• **Yapılacak görev 1**
Aşağıdaki yalnızlık üzerine yazıdan, "En son yüzüme" sözcüklerini içeren kısımla açılıp "geldik bu dünyaya..." ile kapanan bölümü birebir yazdırın.

• **Verilen metin**
|---|
12 Kasım 2008

HER DEM


Herzaman yalnızlıktan dem vurup sarıldığım şeylerde anladım ki iradesizliğimin esiriyim...Sigara zaman zaman alkol, kitap, internet, araba kullanmak ve belkide ağlamak...Ne çok şeyi kaçırıyorum tüm bunları yaparken bu iradesizliğimi yaşarken...
En son yüzüme ne zaman yağmur yağmıştı ve ben ne zaman kalabalıklarda kahkahalarla gülmüştüm ...Ne zaman kederler bahçesine dönüştü ilk adımı hüzün olan yüreğim...Öyle yalnızımki ve bu okadar çok içimi acıtıyorki insanlara yakın konuşmamaya çabalıyorum içimdeki acının ateşini yüzlerinde hissetmemeleri için...Oysaki nekadar çokda ihtiyacım vardı omuzlarında ağlamaya...Sanırım ağlamak için yapay omuz çıksa en çok bizim ülkemizde gider...Ne bileyim yediğimiz kazıklardan bahsederken kazık yiğe yiğe uzaklaşmışız insanlardan ve o kazık atanlar hangi ara doğdular da büyüdüler...Onlar da bizim gibi değillermiydi kazık yediler de mi atmaya başladılar peki ya biz kazık yiğen ama atamayanlar iç güveysimi geldik bu dünyaya...
|---|
Kayıtlı veri girdileri
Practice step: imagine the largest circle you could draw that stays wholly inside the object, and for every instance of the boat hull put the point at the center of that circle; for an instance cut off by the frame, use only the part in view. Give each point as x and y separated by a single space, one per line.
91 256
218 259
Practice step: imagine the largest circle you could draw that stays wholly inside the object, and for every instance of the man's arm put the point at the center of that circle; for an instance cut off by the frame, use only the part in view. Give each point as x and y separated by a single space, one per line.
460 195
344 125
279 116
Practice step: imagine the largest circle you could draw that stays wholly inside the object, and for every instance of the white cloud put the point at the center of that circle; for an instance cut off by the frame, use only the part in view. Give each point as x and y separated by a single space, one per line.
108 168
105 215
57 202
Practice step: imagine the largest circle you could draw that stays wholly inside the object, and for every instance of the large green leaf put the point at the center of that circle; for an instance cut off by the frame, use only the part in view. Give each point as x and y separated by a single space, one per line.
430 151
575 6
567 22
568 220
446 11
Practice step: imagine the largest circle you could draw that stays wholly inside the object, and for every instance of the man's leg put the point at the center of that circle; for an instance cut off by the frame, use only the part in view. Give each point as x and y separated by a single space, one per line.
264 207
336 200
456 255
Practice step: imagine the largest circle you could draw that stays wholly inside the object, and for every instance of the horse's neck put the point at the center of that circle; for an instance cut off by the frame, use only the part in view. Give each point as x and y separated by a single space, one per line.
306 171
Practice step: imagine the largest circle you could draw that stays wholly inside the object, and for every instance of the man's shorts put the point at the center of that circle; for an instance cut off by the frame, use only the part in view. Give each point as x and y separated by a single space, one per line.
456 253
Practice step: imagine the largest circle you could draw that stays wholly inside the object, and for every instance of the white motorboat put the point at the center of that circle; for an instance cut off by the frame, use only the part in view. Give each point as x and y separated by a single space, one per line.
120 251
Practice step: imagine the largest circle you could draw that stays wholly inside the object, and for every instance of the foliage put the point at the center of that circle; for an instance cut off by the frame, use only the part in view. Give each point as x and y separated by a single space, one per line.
|---|
• **Yapılacak görev 2**
Yukarıdaki listede "the man's leg" ifadesini içeren satırla başlayıp listenin sonunda biten satırları, iki uç da dahil olmak üzere, değiştirmeden çıktı olarak verin.

• **Tamamlanmış yanıt 1**
En son yüzüme ne zaman yağmur yağmıştı ve ben ne zaman kalabalıklarda kahkahalarla gülmüştüm ...Ne zaman kederler bahçesine dönüştü ilk adımı hüzün olan yüreğim...Öyle yalnızımki ve bu okadar çok içimi acıtıyorki insanlara yakın konuşmamaya çabalıyorum içimdeki acının ateşini yüzlerinde hissetmemeleri için...Oysaki nekadar çokda ihtiyacım vardı omuzlarında ağlamaya...Sanırım ağlamak için yapay omuz çıksa en çok bizim ülkemizde gider...Ne bileyim yediğimiz kazıklardan bahsederken kazık yiğe yiğe uzaklaşmışız insanlardan ve o kazık atanlar hangi ara doğdular da büyüdüler...Onlar da bizim gibi değillermiydi kazık yediler de mi atmaya başladılar peki ya biz kazık yiğen ama atamayanlar iç güveysimi geldik bu dünyaya...

• **Tamamlanmış yanıt 2**
Practice step: imagine the largest circle you could draw that stays wholly inside the object, and for every instance of the man's leg put the point at the center of that circle; for an instance cut off by the frame, use only the part in view. Give each point as x and y separated by a single space, one per line.
264 207
336 200
456 255
Practice step: imagine the largest circle you could draw that stays wholly inside the object, and for every instance of the horse's neck put the point at the center of that circle; for an instance cut off by the frame, use only the part in view. Give each point as x and y separated by a single space, one per line.
306 171
Practice step: imagine the largest circle you could draw that stays wholly inside the object, and for every instance of the man's shorts put the point at the center of that circle; for an instance cut off by the frame, use only the part in view. Give each point as x and y separated by a single space, one per line.
456 253
Practice step: imagine the largest circle you could draw that stays wholly inside the object, and for every instance of the white motorboat put the point at the center of that circle; for an instance cut off by the frame, use only the part in view. Give each point as x and y separated by a single space, one per line.
120 251
Practice step: imagine the largest circle you could draw that stays wholly inside the object, and for every instance of the foliage put the point at the center of that circle; for an instance cut off by the frame, use only the part in view. Give each point as x and y separated by a single space, one per line.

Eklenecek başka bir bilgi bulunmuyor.